*SET PROBLEM A*.
Answer these questions using the fishing forum thread and the records that follow it.
(i) In the post quoted from thousandcasts, which fish are called THE fish to rule over all other fish?
(ii) In the passage attributed to Pat Smith, which fish is given permanent status as the working class of American gamefish?
(iii) On what date did ESOX make the post?

*QUOTED TEXT*.

● ● ● ● ●

# Anyone else hear rumor of NO treble hooks and new leader line length rules?



## ESOX (Nov 20, 2000)

thousandcasts said:


> It would pain me greatly to have to agree with you, ESOX, but in this case I have to. I'd be all for the leader length rule, but have mixed feelings about a treble rule. With that said, if you'd just get rid of that crazy obsession of yours for chasing trash fish and get with the program that lower river, FRESH salmon are THE fish to rule over ALL other fish, then a shad rap would be just fine. :lol:


Thats OK Steve. I due to the nature of this thread already being off topic, as there is no topic to discuss. :lol:
I thought I would share with you a few words of wisdom:


"But if the salmon and trout must be classified as elite in this mythical social structure then let the black bass be given permanent status as the working class of American gamefish. He's tough and he knows it........ He's a bass sax grumbling get-down blues in the bayou. He's a factory worker, truck driver, wild catter, lumberjack, barroom bouncer, dock walloper, migrant farmhand and bear wrassler. And if its a fight you're looking for, he'll oblige anytime, anywhere. Whether it's a backwater at noon, a swamp at midnight, or dockside at dawn, he'll be there waiting. He's a fierce-eyed, foul-mouthed, tobacco-chewing ******* who has traveled to every corner of the nation, paying his way and giving no quarter." - Pat Smith 

Now if she feels this way about the bass, imagine what she would say if a muskie ever grabbed her stuff. :lol:


----------



## msunolimit (Aug 20, 2006)

● ● ● ● ●

*SET PROBLEM B*. Repeat the part of the records that opens with their first line and closes with the line containing "[[163, 382]]", including both of those lines.

● ● ● ● ●

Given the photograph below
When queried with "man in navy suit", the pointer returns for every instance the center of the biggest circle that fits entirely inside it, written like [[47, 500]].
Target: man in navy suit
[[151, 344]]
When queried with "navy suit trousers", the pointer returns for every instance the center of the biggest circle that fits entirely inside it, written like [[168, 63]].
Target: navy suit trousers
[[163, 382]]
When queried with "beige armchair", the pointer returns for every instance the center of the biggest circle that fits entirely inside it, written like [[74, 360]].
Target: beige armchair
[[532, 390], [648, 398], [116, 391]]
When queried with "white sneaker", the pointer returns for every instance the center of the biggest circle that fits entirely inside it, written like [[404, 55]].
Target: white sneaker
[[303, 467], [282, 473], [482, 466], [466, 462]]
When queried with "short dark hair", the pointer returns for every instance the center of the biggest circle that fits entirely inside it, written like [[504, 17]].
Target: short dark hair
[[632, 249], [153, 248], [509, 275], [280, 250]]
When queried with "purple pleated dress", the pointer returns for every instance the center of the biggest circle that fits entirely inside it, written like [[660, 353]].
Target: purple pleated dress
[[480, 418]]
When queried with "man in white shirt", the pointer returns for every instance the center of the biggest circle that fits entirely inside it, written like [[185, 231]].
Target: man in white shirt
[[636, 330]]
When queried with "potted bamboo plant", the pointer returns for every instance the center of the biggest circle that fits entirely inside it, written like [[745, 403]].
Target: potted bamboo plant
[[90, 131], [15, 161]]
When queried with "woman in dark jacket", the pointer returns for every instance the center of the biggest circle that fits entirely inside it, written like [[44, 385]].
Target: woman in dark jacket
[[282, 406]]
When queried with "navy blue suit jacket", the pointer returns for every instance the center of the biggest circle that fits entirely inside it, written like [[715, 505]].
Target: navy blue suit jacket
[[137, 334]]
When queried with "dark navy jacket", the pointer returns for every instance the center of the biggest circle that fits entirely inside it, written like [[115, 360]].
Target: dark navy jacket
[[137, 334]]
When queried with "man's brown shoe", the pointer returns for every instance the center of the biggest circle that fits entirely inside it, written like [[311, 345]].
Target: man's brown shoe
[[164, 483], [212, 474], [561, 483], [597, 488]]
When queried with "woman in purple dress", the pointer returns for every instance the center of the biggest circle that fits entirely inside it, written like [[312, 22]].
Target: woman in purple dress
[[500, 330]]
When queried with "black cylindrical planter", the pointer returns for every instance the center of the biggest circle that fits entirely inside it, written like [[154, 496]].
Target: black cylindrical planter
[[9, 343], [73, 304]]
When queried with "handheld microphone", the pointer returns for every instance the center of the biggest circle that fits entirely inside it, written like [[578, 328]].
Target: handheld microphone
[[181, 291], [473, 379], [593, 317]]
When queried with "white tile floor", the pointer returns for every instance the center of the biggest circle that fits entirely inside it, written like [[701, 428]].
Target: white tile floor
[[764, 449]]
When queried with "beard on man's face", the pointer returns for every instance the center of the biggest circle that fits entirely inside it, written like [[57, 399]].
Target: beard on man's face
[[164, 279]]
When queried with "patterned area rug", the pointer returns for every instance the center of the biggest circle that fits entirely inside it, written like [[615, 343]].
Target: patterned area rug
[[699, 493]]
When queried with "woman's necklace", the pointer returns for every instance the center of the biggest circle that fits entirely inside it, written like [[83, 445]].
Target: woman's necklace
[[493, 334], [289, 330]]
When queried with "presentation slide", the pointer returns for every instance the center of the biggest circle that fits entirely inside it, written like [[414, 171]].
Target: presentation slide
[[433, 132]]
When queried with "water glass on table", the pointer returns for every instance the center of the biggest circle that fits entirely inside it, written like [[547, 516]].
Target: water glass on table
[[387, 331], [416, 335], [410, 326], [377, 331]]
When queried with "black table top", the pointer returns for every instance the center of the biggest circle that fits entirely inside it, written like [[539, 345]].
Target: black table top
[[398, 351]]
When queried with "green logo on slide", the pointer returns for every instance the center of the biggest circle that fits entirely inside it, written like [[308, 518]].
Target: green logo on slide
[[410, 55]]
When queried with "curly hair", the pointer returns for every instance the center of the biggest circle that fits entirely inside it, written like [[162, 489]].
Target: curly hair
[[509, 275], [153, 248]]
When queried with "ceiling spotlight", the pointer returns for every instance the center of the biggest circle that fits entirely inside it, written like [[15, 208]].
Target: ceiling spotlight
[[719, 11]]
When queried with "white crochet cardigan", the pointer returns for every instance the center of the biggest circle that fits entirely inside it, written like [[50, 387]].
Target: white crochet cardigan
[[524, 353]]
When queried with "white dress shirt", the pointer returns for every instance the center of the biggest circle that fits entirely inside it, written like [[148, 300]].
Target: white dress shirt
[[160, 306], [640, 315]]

● ● ● ● ●

*WRITTEN SOLUTION A*.
(i) Lower river, fresh salmon.
(ii) The black bass.
(iii) Nov 20, 2000.

*WRITTEN SOLUTION B*.
Given the photograph below
When queried with "man in navy suit", the pointer returns for every instance the center of the biggest circle that fits entirely inside it, written like [[47, 500]].
Target: man in navy suit
[[151, 344]]
When queried with "navy suit trousers", the pointer returns for every instance the center of the biggest circle that fits entirely inside it, written like [[168, 63]].
Target: navy suit trousers
[[163, 382]]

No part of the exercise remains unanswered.